__Metin Bölümü__.
● ● ●
Turhan Çömez, “Bilinmeyen değişimi destekleyen vatan hainidir” diyerek sorunun ciddiyetini gösterdi.
Yukarıdaki suallerin cevabı verilmeden, halkını onayı alınmadan, kontrol edilememiş ve edilemeyecek bir BMM’sinde konuşulması, muhalefetin birlik olmasına engel olur ve birlik olmamak büyük risk taşır. Bu riski alma hakkı hiçbir partiye verilmemiştir. İstenenin ne olduğu açıklıkla, kesinlikle belli olmadan, muhalefet ön planda olmamalı, uzak ve temkinli olmalıdır. Eğer bu yanlışlar devam ederse seçime kadar bu olaylar işin içine karışmamış olsa bile, muhalefette birlik olmayacak ve CHP’nin kendi başına seçim kazanması imkânsız olacaktır.
Kayıpları geri kazanmak için yapması gereken soruların cevabını almaktır: Önce federal bir yapı, sonra da ayrılmak mı istiyorlar, sorun, öğrenin!
Özgür Bey, açıkça sorunuz, bu ülke size bir kurtarıcı olarak sarılmaya hazır. Sorgulamak sızın hak ve sorumluluğunuz, halkımızın da sizden beklediği açık olmanız. İstedikleri nedir? Ayrılmak mı? Bilelim!
Ancak bu kadar açık olur ve gerçekleri açıklığa kavuşturursanız, başarılı yola geri dönebilirsiniz. Yapmazsanız Cumhuriyet bitecektir ve sebebi de siz olacaksınız. Zâten şimdiki yolda devam ederseniz iktidarın suçlu olarak sizi göstereceği açıktır.
Gerçeklerle yüzleşin, idareyi maslahat kimseye yaramaz. Ne size ne de ülkeye!
Kürt kökenli kardeşlerim, ülkemizde kimse bana Gürcü / Çerkez olduğum için, sana da Kürt olduğun için ayrılım yapmıyor. Bu ülkede ikimiz de özgürüz.
Yarın topraklar Siyonistlerin yönetimine geçince sen özgürlüğünü kaybedecek, ikinci sınıf olacaksın. Bu bilgisizlik seni esaret sürükleyecek.
Siyonistler Hitler ile anlaştılar ve Almanya’daki Yahudilere soykırım yapılmamasına karşılık, Polonya Yahudilerinin soykırımına razı oldular. Almanya’daki Yahudilerin elinde olan ağır senayı harp boyunca Alman ordusuna gerekenleri imal etmeye devam etti.
Alman Yahudilerinin çoğu Filistin’e göç ettiler, kısa bir süre sonra İsrail’in kurulmasını sağladılar. Kürt kardeşim, özgürlük içinde yaşadığın bu toprakları bizden senin için mi alacaklarını sanıyorsun. Onlar zaten 1978’de açıkladılar, bu topraklara uzanan Büyük İsrail kurulmasını istiyorlar.
Onlara yardımcı olursan, özgürlüğünü de onlara teslim edeceksin. İsrail’in içindeki Araplar kendi ülkelerinde duvarlar içerisinde, esir kampından farksız yaşıyorlar.
● ● ●
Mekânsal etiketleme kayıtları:
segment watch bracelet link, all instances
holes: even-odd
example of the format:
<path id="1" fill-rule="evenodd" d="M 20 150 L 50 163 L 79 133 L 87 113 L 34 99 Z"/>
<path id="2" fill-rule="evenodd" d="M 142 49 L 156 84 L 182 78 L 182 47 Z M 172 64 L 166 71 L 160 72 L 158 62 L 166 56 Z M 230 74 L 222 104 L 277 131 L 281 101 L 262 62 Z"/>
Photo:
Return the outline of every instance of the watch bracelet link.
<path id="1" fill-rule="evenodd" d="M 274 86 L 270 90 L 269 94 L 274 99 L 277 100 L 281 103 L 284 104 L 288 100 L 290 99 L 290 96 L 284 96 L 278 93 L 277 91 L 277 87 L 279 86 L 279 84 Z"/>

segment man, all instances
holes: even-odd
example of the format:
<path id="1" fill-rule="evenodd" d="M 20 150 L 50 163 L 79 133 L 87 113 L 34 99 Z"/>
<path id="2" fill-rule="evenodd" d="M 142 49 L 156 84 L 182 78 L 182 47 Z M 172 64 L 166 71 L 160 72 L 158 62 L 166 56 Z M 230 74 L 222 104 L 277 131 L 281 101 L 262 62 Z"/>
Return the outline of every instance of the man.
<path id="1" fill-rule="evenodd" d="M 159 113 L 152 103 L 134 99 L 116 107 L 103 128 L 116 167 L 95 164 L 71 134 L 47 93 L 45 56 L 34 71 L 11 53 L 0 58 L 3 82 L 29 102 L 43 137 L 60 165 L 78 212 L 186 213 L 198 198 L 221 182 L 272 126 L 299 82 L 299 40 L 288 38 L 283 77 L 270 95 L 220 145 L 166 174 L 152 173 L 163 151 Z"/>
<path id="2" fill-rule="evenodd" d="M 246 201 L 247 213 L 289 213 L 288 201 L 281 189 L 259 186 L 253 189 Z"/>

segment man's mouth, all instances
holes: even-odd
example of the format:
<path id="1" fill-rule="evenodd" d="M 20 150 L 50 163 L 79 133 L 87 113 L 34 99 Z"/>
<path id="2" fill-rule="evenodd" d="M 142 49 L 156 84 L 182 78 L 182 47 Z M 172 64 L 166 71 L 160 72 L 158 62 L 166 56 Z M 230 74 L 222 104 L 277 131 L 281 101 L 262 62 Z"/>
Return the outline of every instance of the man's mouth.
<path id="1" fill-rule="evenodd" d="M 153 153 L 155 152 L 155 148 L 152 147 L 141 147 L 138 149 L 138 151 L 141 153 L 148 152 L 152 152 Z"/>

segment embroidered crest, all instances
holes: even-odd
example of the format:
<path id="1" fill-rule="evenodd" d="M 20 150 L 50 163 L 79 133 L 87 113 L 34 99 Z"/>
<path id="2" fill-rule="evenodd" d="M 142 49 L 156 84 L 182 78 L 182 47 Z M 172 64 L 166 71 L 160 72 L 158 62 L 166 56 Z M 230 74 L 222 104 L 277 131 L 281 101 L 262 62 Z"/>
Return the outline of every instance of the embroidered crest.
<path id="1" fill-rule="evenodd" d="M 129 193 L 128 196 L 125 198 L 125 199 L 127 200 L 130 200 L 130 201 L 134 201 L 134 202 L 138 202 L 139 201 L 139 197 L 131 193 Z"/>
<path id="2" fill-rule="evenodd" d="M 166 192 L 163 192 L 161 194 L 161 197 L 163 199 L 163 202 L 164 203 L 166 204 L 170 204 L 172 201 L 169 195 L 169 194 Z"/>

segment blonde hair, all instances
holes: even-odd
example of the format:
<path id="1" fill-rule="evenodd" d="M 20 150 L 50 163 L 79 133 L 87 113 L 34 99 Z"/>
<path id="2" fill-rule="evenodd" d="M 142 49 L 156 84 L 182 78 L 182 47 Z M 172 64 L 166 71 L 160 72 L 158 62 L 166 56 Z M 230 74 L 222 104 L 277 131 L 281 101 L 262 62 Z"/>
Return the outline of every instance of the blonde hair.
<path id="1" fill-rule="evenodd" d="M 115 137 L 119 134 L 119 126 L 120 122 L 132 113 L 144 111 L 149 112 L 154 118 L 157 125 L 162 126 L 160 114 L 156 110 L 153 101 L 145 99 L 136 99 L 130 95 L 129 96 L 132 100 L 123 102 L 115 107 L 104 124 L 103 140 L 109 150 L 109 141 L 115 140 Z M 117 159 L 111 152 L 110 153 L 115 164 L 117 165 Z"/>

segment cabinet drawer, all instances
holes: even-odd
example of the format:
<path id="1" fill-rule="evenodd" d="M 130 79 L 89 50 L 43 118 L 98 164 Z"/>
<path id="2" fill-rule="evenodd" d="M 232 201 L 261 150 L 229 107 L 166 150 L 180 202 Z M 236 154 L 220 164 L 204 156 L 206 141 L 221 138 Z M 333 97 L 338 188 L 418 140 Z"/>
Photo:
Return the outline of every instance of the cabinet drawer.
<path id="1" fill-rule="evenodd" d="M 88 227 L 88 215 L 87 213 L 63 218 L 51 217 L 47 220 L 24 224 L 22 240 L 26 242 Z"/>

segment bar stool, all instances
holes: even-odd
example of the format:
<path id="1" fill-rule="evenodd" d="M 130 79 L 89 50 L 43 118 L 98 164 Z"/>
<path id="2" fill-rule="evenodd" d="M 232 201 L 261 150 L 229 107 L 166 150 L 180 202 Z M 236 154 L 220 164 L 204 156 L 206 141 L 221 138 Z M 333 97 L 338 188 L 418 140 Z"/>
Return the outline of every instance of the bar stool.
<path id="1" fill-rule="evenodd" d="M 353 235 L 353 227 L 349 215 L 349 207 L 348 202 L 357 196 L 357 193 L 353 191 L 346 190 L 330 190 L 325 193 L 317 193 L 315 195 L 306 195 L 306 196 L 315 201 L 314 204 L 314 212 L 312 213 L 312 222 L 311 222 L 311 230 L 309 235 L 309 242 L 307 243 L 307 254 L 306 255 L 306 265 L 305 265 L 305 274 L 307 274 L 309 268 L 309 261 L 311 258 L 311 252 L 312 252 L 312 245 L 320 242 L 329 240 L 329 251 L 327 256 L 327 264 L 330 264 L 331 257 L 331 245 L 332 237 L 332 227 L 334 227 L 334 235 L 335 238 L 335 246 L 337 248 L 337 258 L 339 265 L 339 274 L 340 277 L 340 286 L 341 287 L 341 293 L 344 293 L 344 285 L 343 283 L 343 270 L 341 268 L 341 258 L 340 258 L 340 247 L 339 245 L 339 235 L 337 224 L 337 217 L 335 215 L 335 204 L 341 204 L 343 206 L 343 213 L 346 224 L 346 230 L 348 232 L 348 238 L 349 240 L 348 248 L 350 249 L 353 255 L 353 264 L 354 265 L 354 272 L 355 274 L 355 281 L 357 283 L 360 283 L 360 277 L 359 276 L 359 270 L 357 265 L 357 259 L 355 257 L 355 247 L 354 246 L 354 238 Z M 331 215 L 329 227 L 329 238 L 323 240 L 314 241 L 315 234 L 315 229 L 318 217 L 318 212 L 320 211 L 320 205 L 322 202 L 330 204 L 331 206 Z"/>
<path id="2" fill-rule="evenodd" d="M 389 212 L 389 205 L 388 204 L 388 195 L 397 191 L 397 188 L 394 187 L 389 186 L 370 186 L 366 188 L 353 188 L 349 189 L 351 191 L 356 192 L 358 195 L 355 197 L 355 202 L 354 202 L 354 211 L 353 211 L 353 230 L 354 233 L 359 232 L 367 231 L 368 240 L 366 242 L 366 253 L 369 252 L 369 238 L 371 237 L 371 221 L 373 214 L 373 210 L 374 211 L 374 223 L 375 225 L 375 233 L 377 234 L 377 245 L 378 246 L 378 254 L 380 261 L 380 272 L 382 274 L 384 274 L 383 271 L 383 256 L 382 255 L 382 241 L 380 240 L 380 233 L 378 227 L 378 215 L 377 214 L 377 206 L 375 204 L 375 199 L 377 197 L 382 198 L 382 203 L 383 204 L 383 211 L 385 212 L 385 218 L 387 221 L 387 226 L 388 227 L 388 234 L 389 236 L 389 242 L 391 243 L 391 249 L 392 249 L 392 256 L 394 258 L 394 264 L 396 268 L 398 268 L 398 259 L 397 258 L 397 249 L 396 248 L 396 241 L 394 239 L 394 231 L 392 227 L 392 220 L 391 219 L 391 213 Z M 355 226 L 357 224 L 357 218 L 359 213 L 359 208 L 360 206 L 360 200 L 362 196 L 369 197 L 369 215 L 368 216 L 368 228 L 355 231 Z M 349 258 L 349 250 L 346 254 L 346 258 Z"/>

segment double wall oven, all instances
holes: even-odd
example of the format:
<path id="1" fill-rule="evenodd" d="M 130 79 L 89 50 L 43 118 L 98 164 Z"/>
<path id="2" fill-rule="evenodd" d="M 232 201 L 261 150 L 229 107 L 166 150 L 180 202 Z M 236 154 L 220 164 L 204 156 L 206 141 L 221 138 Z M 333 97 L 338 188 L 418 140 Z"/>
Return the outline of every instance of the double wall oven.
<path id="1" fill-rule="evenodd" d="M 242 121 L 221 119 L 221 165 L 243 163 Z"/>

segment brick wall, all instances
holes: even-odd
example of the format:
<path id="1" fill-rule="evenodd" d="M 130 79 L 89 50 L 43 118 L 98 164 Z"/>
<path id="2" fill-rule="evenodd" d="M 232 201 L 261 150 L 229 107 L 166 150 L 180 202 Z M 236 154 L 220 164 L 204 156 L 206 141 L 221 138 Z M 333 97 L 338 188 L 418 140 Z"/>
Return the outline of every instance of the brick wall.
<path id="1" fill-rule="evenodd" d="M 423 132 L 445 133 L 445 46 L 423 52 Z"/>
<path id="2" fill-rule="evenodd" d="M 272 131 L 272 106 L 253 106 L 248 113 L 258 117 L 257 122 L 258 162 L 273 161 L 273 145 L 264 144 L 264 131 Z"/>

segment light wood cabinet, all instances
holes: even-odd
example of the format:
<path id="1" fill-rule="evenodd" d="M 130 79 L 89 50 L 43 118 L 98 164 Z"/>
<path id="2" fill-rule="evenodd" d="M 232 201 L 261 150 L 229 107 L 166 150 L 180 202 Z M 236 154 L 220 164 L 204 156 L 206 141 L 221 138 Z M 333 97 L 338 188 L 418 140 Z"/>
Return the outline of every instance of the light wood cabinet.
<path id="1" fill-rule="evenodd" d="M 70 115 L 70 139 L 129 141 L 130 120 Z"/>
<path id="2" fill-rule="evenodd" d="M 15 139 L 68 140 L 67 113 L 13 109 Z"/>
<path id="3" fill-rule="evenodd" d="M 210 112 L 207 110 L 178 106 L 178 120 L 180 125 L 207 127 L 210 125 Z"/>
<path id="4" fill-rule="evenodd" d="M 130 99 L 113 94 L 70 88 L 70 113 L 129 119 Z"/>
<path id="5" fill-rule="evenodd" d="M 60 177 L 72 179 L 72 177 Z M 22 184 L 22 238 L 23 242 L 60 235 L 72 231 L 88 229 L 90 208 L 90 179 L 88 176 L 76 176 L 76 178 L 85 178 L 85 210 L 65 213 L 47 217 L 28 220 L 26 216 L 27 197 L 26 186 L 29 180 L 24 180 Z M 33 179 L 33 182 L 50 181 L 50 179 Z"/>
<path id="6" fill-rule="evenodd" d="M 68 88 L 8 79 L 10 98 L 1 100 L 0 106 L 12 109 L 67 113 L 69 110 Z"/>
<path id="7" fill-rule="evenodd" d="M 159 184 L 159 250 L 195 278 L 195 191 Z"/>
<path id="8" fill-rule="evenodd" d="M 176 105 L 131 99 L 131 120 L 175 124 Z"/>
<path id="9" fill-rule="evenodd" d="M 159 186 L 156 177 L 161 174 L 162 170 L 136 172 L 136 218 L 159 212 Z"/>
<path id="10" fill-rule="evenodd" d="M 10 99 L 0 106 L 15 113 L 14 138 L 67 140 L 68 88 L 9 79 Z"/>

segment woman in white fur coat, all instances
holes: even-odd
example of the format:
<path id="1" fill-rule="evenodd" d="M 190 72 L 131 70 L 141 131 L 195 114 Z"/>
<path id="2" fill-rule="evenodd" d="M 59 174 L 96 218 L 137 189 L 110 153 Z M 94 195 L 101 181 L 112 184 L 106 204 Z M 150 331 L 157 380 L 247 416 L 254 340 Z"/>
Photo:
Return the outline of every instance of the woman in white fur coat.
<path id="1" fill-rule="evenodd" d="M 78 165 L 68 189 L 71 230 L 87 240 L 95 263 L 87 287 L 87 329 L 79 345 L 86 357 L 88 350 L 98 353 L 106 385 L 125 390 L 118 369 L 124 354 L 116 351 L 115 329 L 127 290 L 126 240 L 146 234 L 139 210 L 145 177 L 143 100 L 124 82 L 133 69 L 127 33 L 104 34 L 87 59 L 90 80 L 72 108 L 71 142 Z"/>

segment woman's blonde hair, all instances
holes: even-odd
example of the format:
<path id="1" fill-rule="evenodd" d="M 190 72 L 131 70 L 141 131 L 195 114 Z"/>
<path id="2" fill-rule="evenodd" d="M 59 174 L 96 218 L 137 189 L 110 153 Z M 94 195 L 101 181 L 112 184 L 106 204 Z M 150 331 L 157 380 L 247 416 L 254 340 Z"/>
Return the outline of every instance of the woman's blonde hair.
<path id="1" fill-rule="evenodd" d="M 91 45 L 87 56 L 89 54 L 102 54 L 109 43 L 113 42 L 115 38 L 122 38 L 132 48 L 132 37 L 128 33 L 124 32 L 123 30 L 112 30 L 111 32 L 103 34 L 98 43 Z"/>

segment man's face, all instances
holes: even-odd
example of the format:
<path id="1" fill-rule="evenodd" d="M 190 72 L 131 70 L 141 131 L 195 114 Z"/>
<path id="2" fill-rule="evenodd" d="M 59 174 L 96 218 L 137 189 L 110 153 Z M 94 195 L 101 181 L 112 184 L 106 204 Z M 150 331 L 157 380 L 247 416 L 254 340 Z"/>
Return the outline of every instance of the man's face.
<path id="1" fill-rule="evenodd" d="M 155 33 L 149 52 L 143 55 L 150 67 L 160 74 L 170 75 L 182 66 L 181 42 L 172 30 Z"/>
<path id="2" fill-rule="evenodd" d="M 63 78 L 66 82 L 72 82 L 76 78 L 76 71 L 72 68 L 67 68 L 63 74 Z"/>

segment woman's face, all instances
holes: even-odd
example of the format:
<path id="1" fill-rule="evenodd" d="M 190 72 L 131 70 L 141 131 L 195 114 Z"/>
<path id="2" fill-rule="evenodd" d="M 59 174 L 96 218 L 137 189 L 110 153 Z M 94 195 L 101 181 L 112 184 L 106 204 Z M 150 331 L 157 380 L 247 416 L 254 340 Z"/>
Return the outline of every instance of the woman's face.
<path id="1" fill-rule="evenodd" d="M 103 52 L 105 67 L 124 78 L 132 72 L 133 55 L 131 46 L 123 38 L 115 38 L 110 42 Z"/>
● ● ●
__Görevler__.
- 1) Metin bölümüne göre Turhan Çömez, sorunun ciddiyetini hangi sözle göstermiştir?
- 2) Metin bölümünde "Yarın topraklar Siyonistlerin" sözlerini içeren yerle açılıp "etmeye devam etti." ile kapanan kısmı hiçbir değişiklik yapmadan yazıya geçirin.

__Görevlere Göre Cevaplar__.
- 1) Turhan Çömez, sorunun ciddiyetini “Bilinmeyen değişimi destekleyen vatan hainidir” sözüyle göstermiştir.

- 2)
Yarın topraklar Siyonistlerin yönetimine geçince sen özgürlüğünü kaybedecek, ikinci sınıf olacaksın. Bu bilgisizlik seni esaret sürükleyecek.
Siyonistler Hitler ile anlaştılar ve Almanya’daki Yahudilere soykırım yapılmamasına karşılık, Polonya Yahudilerinin soykırımına razı oldular. Almanya’daki Yahudilerin elinde olan ağır senayı harp boyunca Alman ordusuna gerekenleri imal etmeye devam etti.